[Work to be completed]
Could you reproduce the lines below from the one with "Phrase: round headlight" through the one with "Phrase: vehicle headlight"? Keep both ends and add nothing.

START Material provided

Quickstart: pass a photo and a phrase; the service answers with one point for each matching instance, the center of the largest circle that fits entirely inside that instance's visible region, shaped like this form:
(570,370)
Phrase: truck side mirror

END Material provided
START Material provided

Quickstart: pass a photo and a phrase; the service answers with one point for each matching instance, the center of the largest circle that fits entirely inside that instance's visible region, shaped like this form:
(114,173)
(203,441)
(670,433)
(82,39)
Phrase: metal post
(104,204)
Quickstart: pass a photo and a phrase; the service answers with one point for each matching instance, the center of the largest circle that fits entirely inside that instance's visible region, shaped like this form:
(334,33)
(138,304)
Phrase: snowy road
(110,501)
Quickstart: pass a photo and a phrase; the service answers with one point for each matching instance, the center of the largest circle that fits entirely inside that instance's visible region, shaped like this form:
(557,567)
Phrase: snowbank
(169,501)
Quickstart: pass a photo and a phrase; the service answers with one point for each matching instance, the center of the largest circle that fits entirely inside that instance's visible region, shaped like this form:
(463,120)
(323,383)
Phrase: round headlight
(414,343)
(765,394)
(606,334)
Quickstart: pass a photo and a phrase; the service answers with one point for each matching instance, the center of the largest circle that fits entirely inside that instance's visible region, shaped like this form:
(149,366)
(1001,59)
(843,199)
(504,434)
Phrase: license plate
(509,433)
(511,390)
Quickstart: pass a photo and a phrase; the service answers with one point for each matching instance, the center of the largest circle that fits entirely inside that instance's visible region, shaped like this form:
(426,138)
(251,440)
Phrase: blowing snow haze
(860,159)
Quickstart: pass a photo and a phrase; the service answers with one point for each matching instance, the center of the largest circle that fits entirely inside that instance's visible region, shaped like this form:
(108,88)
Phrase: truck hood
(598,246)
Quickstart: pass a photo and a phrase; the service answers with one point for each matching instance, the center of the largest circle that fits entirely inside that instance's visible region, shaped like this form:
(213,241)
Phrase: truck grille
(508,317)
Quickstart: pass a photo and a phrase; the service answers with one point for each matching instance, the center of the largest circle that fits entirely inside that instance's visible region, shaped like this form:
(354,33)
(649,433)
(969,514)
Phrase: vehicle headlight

END Material provided

[Answer to this task]
Phrase: round headlight
(414,343)
(765,394)
(606,334)
Quickstart: pass a photo and a phrase; the service answers with one point for each matching instance, the center of the largest circle that fits entirely inside that instance's visible region, shaped like this form:
(149,366)
(1001,59)
(843,199)
(504,434)
Phrase: license plate
(509,433)
(511,390)
Quickstart: pass a photo and a phrase; the service answers with one point for each matching instance, the center of the largest circle that fits entirely inside that instance's visible region, shaped like this form:
(426,138)
(251,440)
Phrase: blowing snow haze
(860,159)
Quickstart: pass a photo and a phrase; the service answers with one point for each matching instance, the center of the largest circle that fits entirely inside that instance's visible region, shaped like this form:
(108,88)
Phrase: truck hood
(598,246)
Quickstart: pass a photo and a phrase; the service answers with one point for each matching instance, the center of the largest circle that fits entirely inside that instance's visible region, shaped like this form:
(213,241)
Phrase: truck grille
(508,317)
Quickstart: pass a photo and a phrase; the service answers with one point for each matching instance, the center of the largest circle that fits entirely inside that instance's visible region, shaped like this form:
(354,33)
(649,433)
(969,514)
Phrase: vehicle headlight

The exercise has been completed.